* _What you are asked to do_: Please reproduce the chicken and chickpeas recipe word for word, between "Italian Chicken and" and "the next day!", inclusive.

* _Passage to read_:
▶
Italian Chicken and Chickpeas image

Every year on Christmas Eve my Nana makes a traditional Italian dish of baccala and chickpeas. I created this for a quicker and less-expensive version. It's even better the next day!

Provided by Kristin Turrell

Categories     World Cuisine Recipes     European     Italian

Time 40m

Yield 4

Number Of Ingredients 12

2 tablespoons olive oil
4 skinless, boneless chicken breast halves
2 tablespoons dried rosemary
1 tablespoon olive oil
3 cloves garlic, minced
1 (15 ounce) can tomato sauce
1 teaspoon Italian seasoning
½ teaspoon cayenne pepper
1 ½ teaspoons white sugar
1 bay leaf
¼ teaspoon crushed red pepper flakes
1 (15 ounce) can garbanzo beans, drained and rinsed

Steps:

  • Heat 2 tablespoons olive oil in a large skillet over medium heat. Season the chicken with the rosemary on both sides; cook the chicken in the hot oil until browned evenly, 3 to 4 minutes per side. Remove the chicken from the pan and set aside.
◀
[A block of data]
▶
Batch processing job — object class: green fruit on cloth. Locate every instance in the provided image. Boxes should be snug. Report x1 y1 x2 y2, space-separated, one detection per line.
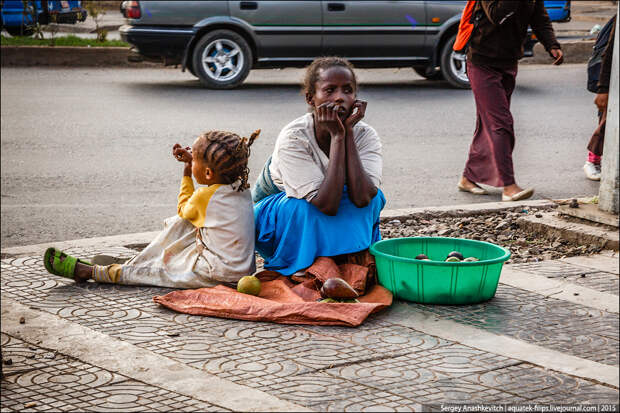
237 275 261 296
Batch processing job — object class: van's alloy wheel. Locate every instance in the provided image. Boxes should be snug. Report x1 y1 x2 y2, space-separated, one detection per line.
192 30 252 89
441 35 471 89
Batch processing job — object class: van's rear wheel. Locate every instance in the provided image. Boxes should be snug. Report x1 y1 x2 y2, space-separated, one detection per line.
192 30 252 89
441 35 471 89
4 26 34 37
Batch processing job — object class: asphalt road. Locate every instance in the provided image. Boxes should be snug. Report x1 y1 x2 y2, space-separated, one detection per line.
1 65 598 247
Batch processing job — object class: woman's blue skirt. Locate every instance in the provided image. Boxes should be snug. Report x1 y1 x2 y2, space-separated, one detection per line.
254 188 385 275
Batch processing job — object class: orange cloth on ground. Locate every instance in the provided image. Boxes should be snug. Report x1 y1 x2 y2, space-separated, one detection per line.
153 251 392 327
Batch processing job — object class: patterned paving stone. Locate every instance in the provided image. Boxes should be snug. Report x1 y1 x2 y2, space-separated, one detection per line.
390 378 524 404
0 248 618 411
462 363 618 404
244 372 392 411
0 333 72 375
326 344 521 389
512 261 620 295
413 284 619 366
1 334 226 412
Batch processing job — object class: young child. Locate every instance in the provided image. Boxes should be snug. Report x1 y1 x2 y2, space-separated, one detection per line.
44 130 260 288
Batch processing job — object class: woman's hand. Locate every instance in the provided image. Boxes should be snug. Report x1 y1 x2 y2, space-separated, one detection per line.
172 143 192 164
344 100 368 129
315 102 345 139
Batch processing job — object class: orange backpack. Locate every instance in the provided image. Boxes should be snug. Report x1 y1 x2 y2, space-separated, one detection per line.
452 0 476 53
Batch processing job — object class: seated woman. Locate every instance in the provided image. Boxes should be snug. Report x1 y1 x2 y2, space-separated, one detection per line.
252 57 385 275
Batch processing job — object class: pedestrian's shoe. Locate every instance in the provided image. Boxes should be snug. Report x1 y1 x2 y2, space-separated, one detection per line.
457 182 488 195
583 162 601 181
502 188 534 202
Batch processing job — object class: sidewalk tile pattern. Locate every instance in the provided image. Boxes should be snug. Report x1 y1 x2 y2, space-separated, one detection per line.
511 261 620 295
412 284 620 366
1 248 618 411
1 334 227 412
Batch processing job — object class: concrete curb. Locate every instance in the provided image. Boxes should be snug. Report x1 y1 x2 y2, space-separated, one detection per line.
0 46 154 67
1 40 594 67
1 200 565 258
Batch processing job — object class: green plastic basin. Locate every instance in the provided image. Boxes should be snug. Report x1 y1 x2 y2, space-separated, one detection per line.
370 237 510 304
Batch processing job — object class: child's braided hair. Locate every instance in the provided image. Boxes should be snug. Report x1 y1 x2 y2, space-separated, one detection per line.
202 129 260 192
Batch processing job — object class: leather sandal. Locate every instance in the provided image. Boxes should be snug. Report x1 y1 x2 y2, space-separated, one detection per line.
457 182 489 195
502 188 534 202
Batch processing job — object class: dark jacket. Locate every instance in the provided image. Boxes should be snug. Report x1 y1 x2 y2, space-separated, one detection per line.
596 16 616 93
467 0 560 67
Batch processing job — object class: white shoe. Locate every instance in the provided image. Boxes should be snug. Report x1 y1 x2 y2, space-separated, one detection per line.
583 162 601 181
457 182 489 195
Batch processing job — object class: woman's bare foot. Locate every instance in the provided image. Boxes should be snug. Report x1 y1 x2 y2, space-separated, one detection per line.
50 254 93 283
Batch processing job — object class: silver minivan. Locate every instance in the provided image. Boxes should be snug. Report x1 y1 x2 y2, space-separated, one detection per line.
120 0 478 89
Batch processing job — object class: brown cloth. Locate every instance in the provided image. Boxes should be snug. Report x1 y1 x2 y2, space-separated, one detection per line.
588 111 607 156
153 252 392 327
463 61 517 187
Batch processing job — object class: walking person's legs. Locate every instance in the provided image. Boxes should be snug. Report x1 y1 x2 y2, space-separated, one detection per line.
459 62 533 200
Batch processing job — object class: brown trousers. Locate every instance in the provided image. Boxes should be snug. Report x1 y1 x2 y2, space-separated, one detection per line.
463 61 517 187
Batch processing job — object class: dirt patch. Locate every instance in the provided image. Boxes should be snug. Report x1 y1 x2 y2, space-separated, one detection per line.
381 208 602 263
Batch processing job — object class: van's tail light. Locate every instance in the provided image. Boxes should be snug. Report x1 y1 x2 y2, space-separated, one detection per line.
123 1 142 19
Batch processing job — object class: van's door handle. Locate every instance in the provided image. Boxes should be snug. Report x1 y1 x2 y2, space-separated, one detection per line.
239 1 258 10
327 3 345 11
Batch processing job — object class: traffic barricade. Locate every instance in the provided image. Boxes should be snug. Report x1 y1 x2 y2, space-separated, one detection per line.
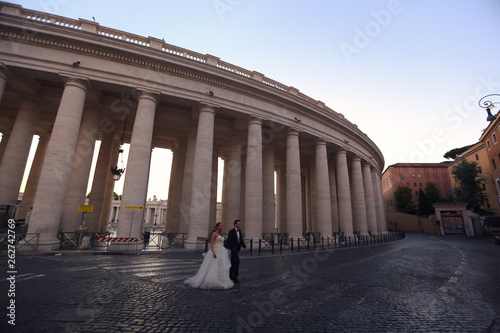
94 237 140 252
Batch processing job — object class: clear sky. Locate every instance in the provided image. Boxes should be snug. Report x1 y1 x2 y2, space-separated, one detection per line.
5 0 500 198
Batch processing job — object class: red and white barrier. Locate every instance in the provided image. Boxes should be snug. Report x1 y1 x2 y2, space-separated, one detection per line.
97 237 139 243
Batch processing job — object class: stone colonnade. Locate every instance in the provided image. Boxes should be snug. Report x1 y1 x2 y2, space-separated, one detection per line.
0 73 386 250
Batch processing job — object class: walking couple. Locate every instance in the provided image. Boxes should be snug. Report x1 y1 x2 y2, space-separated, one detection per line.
184 220 248 289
◀
* _Output of the task_:
Italian Chicken and Chickpeas image

Every year on Christmas Eve my Nana makes a traditional Italian dish of baccala and chickpeas. I created this for a quicker and less-expensive version. It's even better the next day!